- _Instructions_
a) According to the spotifyr post, what is the maximum number of items Spotify returns per request?
b) Give back the part of the spotifyr post from "Before the start" up to and including "is easy case.", copied word for word.

+++ Source excerpt +++

Analysis my Spotify in R with spotifyr package

All the packages we need are:

library(spotifyr)
library(tidyverse)
library(knitr)

Before the start

Let R knows who you are! Just like the offical cilent, you should login before start working. However, this works will take some minutes more than login to Spotify cilent as usual, but don’t worry, I can guarantee it is easy case.

You should apply CLIENT_ID and CLIENT_SECRET from HERE. We don’t suppose to make any commercial activity right? The non-commercial application will be easier. After that, you may can get CLIENT_ID and CLIENT_SECRET. As easy as walking in a park, isn’t it?. Then, analysis works start!

Let’s set authorize staffs

All the authorize staffs contain two main parameter, as I said CLIENT_ID and CLIENT_SECRET, in spotifyr package, they are SPOTIFY_CLIENT_ID and SPOTIFY_CLIENT_SECRET. There are many wasy to set these two parameters, but here, I highly recommand you to save these two parameters to a .R file, and then source this file in other script files. Here, I name this file as setToekn.R, and the content looks like:

Sys.setenv(SPOTIFY_CLIENT_ID = 'xxxxxxxxxxxxx')
Sys.setenv(SPOTIFY_CLIENT_SECRET = 'xxxxxxxxxxxxx')

Once, we should set these two parameters, just run this code: source('Scripts/setToken.R')(Here, Scripts is the directory where I save my scripts).

So let’s try to authorize our R to access spotify!

get_spotify_authorization_code()

But I guess something wrong happened to you, some error like invalid CLIENT_ID here! What happend? Let’s check how Charlie86, the author of spotifyr, said:

For certain functions and applications, you’ll need to log in as a Spotify user. To do this, your Spotify Developer application needs to have a callback url. You can set this to whatever you want that will work with your application, but a good default option is http://localhost:1410/ (see image below). For more information on authorization, visit the offical Spotify Developer Guide.

The little issue has been solved, time to get all my loved tracks!

What’s my favorite?

There is no doubt, the recommendation algorithm is the most valuable staff for Spotify, and this is why we can’t leave this platform, even the Apple Music offer a more competitive price (in China, less than 1 dollar per month for student, where Spotify doesn’t provide service). So how can we found all ours favorite tracks and albums?

Easy thing! Just run get_my_saved_tracks, till current moment, this function is not available yet. But I have pull a request to spotifyr in Github. Before a merge happen install spotifyr from my own repo by devtools::install_github('womeimingzi11/spotifyr') will work. Let’s keep moving. Spotify sets a limit, you can get up to 50 items per request, and the default value is 20, not only for loved tracks, this is also exist almost every functions in spotfiyr. How to get more? offset, as the name says, set offset to jump items and get more. Here is the code.

all_my_fav_tracks <-
  # This is somehow tough to read, but I lOVE PIPELINE!

+++ Listing +++

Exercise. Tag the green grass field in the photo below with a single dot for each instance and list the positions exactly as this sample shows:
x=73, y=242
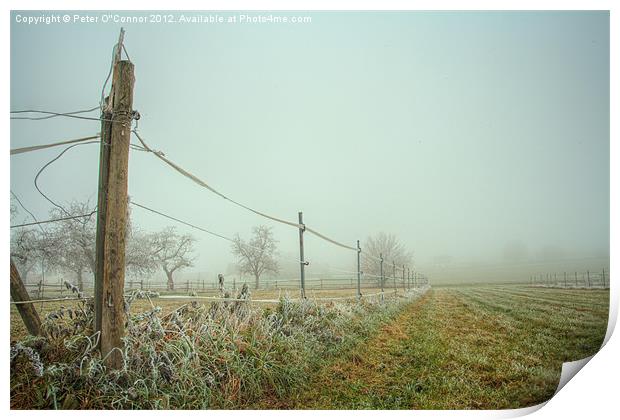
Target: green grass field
x=489, y=347
x=477, y=347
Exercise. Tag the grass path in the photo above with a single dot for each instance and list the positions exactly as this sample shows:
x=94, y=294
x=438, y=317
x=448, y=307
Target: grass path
x=454, y=349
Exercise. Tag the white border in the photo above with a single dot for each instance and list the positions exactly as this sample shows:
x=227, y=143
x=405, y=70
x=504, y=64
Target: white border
x=592, y=394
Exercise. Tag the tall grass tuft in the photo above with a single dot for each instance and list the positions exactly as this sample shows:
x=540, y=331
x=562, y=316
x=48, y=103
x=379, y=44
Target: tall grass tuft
x=219, y=355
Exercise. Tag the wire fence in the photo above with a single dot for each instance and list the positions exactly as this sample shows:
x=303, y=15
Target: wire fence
x=585, y=279
x=404, y=279
x=55, y=290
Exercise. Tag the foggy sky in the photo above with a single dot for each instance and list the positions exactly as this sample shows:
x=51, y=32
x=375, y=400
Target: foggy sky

+++

- _Full solutions_
a) Up to 50 items per request.

b)
Before the start

Let R knows who you are! Just like the offical cilent, you should login before start working. However, this works will take some minutes more than login to Spotify cilent as usual, but don’t worry, I can guarantee it is easy case.